++++ EXTRACTED DATA
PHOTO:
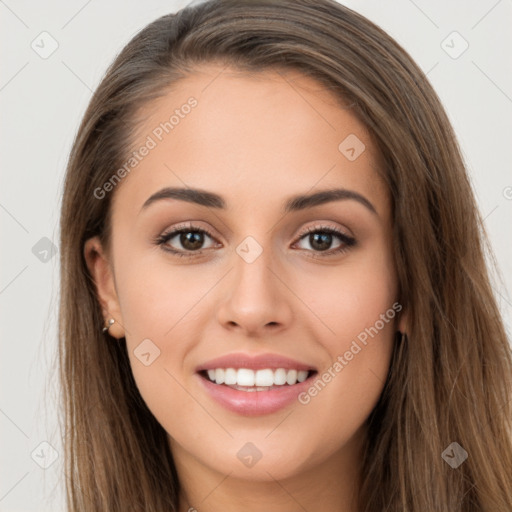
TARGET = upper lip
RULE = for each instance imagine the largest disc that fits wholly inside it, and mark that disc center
(254, 362)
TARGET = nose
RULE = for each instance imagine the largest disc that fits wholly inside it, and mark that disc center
(255, 301)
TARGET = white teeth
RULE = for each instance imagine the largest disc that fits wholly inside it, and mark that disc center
(264, 378)
(230, 377)
(280, 376)
(291, 378)
(219, 376)
(259, 379)
(302, 375)
(244, 377)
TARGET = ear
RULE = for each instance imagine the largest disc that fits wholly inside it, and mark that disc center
(100, 269)
(403, 321)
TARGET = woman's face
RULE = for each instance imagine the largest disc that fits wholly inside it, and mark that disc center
(267, 282)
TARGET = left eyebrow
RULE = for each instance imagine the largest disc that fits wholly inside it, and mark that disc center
(295, 203)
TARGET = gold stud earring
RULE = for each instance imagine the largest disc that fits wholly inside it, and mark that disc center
(108, 323)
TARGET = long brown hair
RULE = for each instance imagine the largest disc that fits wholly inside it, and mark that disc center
(450, 377)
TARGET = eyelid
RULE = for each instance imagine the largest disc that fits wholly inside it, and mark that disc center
(346, 239)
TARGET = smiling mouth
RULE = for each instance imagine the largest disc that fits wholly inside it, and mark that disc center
(245, 379)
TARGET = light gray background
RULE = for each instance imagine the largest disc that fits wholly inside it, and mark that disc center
(42, 101)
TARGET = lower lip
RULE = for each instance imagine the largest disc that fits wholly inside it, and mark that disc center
(255, 403)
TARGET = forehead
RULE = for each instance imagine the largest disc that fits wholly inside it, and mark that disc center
(258, 136)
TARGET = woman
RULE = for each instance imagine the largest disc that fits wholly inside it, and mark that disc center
(274, 292)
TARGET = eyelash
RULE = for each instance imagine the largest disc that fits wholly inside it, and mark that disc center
(347, 241)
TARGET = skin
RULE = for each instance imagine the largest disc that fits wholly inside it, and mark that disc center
(256, 140)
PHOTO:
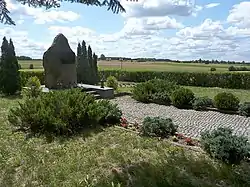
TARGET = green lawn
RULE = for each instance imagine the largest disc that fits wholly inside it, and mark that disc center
(135, 66)
(244, 95)
(109, 155)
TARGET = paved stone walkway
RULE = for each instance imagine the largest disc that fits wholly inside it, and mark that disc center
(190, 122)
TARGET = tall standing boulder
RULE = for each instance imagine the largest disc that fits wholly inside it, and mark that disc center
(59, 63)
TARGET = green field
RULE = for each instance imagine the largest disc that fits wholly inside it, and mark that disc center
(145, 66)
(95, 159)
(243, 95)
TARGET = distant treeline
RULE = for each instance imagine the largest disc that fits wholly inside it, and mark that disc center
(102, 57)
(233, 68)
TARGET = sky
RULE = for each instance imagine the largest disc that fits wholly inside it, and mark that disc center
(173, 29)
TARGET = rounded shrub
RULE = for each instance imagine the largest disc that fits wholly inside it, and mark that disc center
(63, 113)
(244, 109)
(112, 82)
(226, 101)
(221, 144)
(182, 98)
(201, 103)
(158, 127)
(142, 92)
(212, 69)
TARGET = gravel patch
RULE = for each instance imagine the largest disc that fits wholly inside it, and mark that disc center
(191, 123)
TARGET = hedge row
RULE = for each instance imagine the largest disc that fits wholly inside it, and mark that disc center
(232, 80)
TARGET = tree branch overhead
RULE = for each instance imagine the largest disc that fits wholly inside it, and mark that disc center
(113, 5)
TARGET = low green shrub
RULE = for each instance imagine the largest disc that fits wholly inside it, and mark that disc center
(154, 91)
(182, 98)
(221, 144)
(31, 66)
(25, 75)
(201, 103)
(232, 80)
(226, 101)
(158, 127)
(112, 82)
(33, 87)
(231, 68)
(142, 92)
(63, 113)
(244, 109)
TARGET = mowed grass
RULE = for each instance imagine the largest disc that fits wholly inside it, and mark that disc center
(145, 66)
(98, 158)
(243, 95)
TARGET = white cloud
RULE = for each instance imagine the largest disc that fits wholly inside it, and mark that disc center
(40, 15)
(240, 15)
(23, 44)
(212, 5)
(147, 8)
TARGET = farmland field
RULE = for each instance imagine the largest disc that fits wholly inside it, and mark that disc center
(145, 66)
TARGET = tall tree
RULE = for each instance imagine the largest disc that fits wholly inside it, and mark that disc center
(113, 5)
(4, 53)
(10, 76)
(95, 68)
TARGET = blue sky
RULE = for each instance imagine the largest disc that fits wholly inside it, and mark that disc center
(176, 29)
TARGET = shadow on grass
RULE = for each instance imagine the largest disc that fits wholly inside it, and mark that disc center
(11, 97)
(182, 171)
(83, 133)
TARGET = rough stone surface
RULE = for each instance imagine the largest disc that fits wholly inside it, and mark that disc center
(59, 64)
(191, 123)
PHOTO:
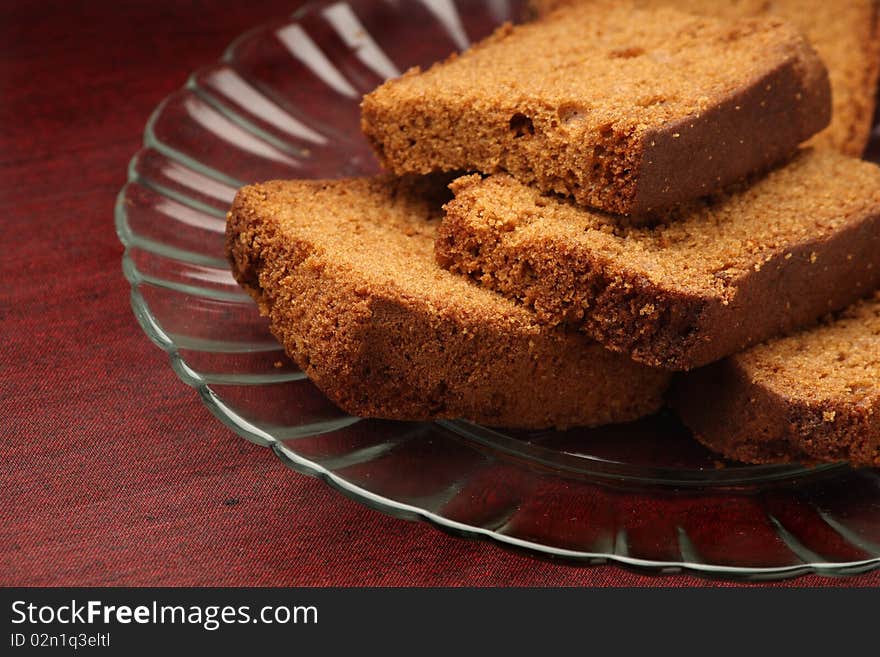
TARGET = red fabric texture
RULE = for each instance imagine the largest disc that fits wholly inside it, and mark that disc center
(113, 472)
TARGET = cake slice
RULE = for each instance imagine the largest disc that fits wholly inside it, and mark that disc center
(627, 111)
(717, 276)
(345, 272)
(845, 34)
(812, 396)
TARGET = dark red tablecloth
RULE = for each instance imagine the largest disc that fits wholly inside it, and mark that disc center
(112, 471)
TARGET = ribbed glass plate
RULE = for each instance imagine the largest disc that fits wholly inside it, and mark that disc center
(283, 102)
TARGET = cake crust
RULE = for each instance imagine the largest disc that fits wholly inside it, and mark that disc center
(714, 278)
(626, 110)
(345, 272)
(811, 397)
(846, 35)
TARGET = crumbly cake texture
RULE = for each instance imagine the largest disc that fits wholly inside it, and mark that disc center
(627, 111)
(345, 272)
(845, 34)
(717, 276)
(811, 397)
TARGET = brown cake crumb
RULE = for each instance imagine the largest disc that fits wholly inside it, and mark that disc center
(845, 34)
(712, 279)
(345, 272)
(625, 110)
(811, 397)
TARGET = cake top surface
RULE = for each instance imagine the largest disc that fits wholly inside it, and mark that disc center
(845, 35)
(378, 234)
(600, 63)
(705, 247)
(840, 359)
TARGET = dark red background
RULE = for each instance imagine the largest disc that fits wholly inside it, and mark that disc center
(112, 470)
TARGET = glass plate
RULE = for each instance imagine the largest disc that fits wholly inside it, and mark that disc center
(283, 103)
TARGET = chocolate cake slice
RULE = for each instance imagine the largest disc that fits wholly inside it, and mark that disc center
(629, 111)
(345, 272)
(846, 35)
(715, 277)
(812, 396)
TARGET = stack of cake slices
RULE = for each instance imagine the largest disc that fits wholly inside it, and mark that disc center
(615, 206)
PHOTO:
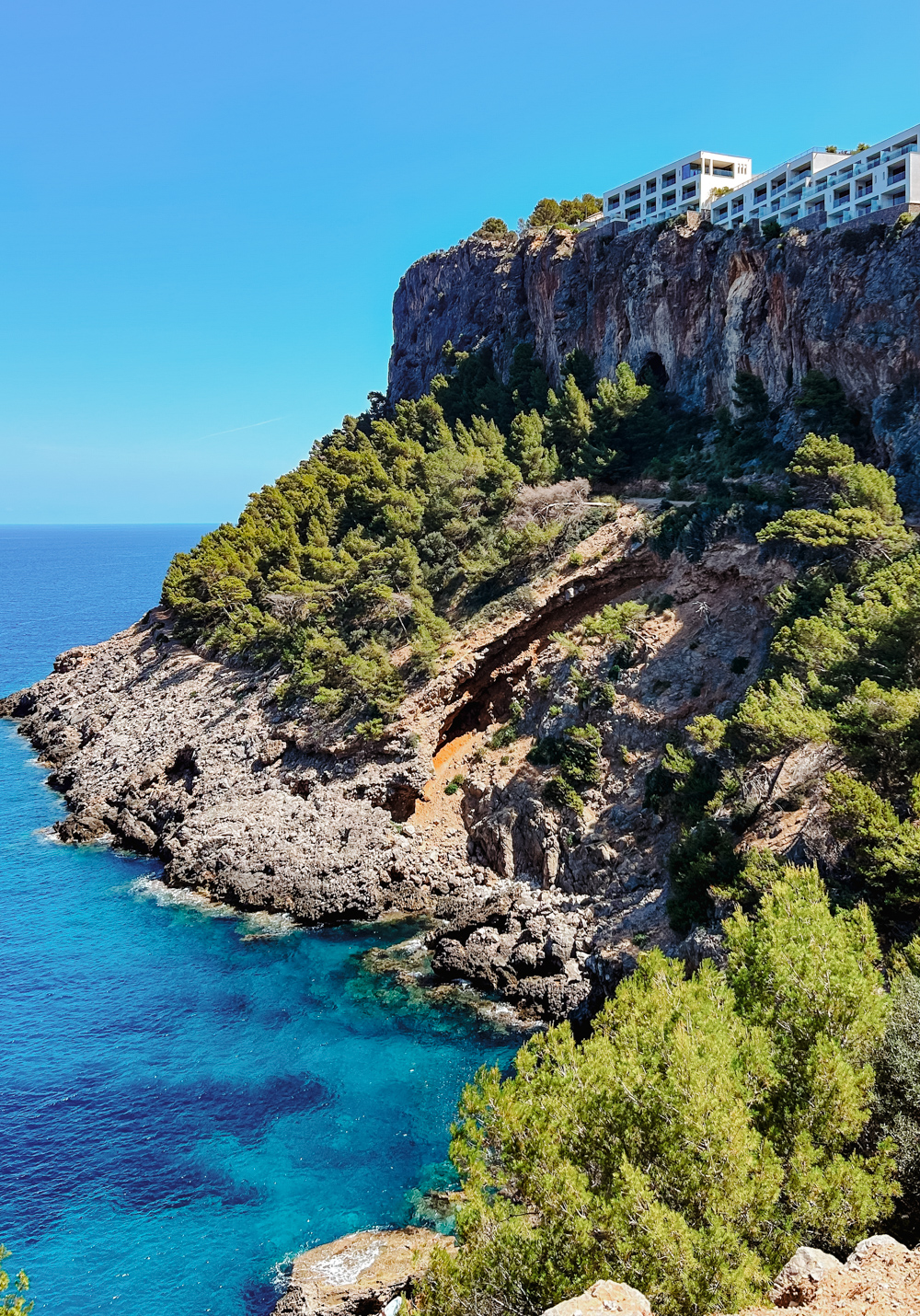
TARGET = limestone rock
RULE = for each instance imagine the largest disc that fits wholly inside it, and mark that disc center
(696, 306)
(797, 1283)
(361, 1273)
(604, 1297)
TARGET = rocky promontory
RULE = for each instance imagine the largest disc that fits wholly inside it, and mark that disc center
(201, 764)
(694, 305)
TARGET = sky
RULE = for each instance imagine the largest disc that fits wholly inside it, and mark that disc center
(205, 207)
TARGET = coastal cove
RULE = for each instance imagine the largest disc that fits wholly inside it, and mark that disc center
(191, 1095)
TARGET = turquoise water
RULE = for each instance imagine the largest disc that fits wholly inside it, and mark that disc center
(189, 1096)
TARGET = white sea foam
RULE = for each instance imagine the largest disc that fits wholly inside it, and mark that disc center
(263, 924)
(46, 836)
(153, 888)
(345, 1266)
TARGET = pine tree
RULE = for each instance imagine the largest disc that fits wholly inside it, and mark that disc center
(569, 422)
(537, 464)
(616, 399)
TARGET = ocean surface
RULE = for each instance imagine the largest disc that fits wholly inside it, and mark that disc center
(187, 1096)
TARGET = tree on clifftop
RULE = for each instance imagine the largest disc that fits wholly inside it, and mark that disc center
(705, 1129)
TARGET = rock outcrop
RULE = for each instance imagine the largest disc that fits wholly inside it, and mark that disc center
(360, 1274)
(195, 762)
(880, 1276)
(696, 305)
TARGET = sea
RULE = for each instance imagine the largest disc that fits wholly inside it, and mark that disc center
(189, 1096)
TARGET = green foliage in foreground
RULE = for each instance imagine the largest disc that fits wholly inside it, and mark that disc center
(702, 1132)
(14, 1303)
(844, 673)
(898, 1095)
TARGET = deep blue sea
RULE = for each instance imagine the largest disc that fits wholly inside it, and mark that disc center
(187, 1096)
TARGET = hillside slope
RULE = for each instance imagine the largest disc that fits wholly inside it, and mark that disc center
(696, 306)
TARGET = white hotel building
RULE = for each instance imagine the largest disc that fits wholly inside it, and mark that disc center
(816, 187)
(811, 190)
(686, 184)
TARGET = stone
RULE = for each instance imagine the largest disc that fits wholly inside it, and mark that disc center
(604, 1297)
(360, 1273)
(797, 1283)
(730, 295)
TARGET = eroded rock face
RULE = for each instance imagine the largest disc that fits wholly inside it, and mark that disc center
(360, 1274)
(607, 1295)
(696, 306)
(194, 762)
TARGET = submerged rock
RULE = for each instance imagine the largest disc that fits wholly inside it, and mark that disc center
(360, 1274)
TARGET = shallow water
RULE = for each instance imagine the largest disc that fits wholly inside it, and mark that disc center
(189, 1096)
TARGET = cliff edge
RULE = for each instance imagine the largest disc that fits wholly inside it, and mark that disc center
(696, 305)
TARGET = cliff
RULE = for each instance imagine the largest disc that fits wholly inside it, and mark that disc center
(696, 306)
(194, 761)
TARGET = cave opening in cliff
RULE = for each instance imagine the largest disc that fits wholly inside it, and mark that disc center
(653, 371)
(402, 799)
(478, 713)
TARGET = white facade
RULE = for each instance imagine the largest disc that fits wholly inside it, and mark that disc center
(686, 184)
(820, 187)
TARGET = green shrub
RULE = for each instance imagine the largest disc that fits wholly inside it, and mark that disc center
(883, 851)
(776, 716)
(491, 228)
(693, 1141)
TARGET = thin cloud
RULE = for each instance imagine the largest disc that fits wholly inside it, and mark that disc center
(237, 428)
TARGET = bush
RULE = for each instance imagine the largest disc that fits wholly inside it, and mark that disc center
(776, 716)
(896, 1103)
(883, 851)
(491, 228)
(700, 1133)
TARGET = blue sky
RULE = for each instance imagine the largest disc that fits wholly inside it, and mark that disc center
(205, 207)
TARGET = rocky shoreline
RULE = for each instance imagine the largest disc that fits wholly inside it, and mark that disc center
(194, 761)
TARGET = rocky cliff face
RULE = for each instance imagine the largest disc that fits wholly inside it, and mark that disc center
(694, 305)
(195, 762)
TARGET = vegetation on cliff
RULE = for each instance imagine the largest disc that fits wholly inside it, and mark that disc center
(703, 1131)
(404, 520)
(843, 675)
(400, 520)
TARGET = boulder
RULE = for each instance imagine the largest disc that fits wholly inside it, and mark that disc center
(361, 1273)
(604, 1297)
(797, 1283)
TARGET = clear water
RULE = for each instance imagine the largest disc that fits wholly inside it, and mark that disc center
(189, 1096)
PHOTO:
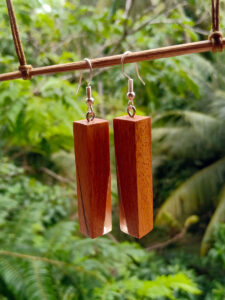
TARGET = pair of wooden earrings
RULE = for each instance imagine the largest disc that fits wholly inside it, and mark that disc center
(133, 150)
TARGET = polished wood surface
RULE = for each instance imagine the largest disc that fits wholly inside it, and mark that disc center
(92, 155)
(133, 148)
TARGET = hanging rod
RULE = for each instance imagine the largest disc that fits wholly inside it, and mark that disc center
(147, 55)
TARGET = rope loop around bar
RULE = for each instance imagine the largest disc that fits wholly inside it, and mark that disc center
(216, 37)
(23, 68)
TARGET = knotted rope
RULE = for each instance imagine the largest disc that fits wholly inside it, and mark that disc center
(216, 37)
(23, 68)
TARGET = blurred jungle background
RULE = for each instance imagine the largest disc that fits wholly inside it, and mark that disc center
(42, 254)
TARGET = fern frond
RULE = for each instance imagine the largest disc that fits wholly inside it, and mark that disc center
(218, 217)
(195, 195)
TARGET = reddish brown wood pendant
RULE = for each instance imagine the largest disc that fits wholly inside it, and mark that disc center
(133, 149)
(92, 154)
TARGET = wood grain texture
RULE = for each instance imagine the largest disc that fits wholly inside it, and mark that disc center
(92, 155)
(103, 62)
(133, 148)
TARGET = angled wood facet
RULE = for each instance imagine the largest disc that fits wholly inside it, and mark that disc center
(92, 155)
(133, 148)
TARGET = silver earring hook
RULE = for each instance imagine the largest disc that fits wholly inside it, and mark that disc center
(136, 66)
(81, 75)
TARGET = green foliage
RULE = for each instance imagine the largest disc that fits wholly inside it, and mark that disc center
(42, 255)
(44, 258)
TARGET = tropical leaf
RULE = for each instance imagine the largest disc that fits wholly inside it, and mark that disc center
(194, 196)
(218, 217)
(38, 282)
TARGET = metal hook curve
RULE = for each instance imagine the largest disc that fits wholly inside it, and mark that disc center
(136, 66)
(81, 75)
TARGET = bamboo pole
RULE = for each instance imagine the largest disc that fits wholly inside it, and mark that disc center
(147, 55)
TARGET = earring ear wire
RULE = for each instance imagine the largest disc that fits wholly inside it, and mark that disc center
(89, 100)
(81, 75)
(131, 110)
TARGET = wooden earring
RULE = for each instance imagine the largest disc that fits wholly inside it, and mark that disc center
(133, 149)
(92, 156)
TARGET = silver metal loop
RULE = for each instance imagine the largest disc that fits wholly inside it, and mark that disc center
(90, 116)
(131, 110)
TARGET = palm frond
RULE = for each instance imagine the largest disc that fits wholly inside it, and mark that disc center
(218, 217)
(195, 195)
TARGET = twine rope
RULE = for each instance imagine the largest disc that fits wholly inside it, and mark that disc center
(24, 68)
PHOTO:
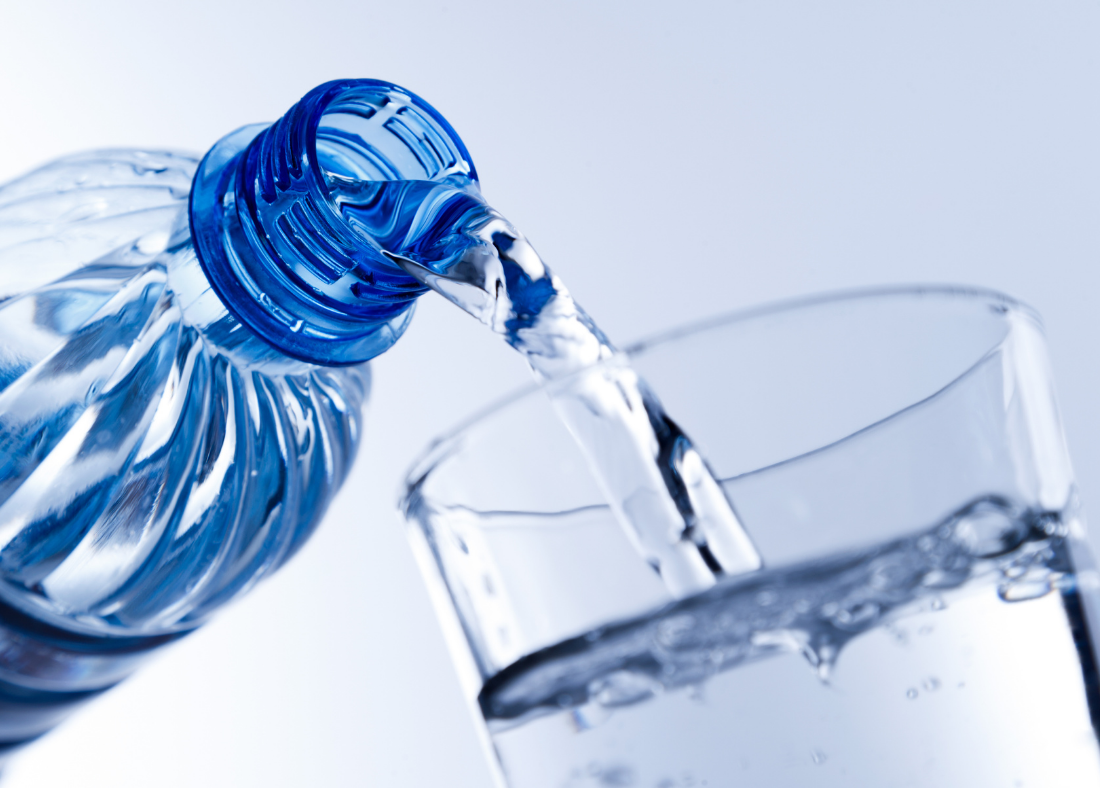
++++++++
WHAT THE TASK ASKS — Reproduce the lines of the source data from the line containing "TARGET = hillside slope" up to and including the line containing "(693, 1141)".

WORKED SOLUTION —
TARGET = hillside slope
RULE = for each instance imagine the largest disc that fits wholly inside it, and mark that disc center
(696, 306)
TARGET = white hotel building
RULE = for each instance imagine the largest disc that fits wholly inside it, and mark that disc center
(816, 187)
(811, 190)
(686, 184)
TARGET = stone
RULE = for each instance imagine the largest disc that fits wholly inside it, and mark that disc center
(604, 1297)
(360, 1273)
(797, 1283)
(730, 295)
TARGET = eroded rock face
RULE = for each instance imagine the largest disc that fits wholly inside it, and mark that disc center
(360, 1274)
(607, 1295)
(696, 306)
(194, 762)
TARGET = submerged rock
RULE = for each instance imagine the largest disc that fits wholly inside it, and mark that disc center
(360, 1274)
TARGET = shallow water
RULE = for each instance imagine the largest disc that fits wholly inside it, and mark that disc center
(189, 1096)
TARGET = cliff edge
RULE = for each instance imagine the largest disc that fits wholly inside it, and mark that disc center
(696, 305)
TARGET = cliff
RULE = for each instance imagine the largest disc that fits wholly inside it, and mark that disc center
(696, 306)
(194, 761)
TARGET = cave opening in cliff
RULE = for each instance imagine the largest disc that fits wholly inside it, and mark that disc center
(653, 371)
(402, 799)
(478, 713)
TARGET = white facade
RULE = for each instance imagine the largest disc that fits wholly inside it, and mark that disc center
(686, 184)
(820, 187)
TARGET = green shrub
RULE = for each instance imagine the largest disc that fits wholly inside it, and mark that disc center
(883, 851)
(776, 716)
(491, 228)
(693, 1141)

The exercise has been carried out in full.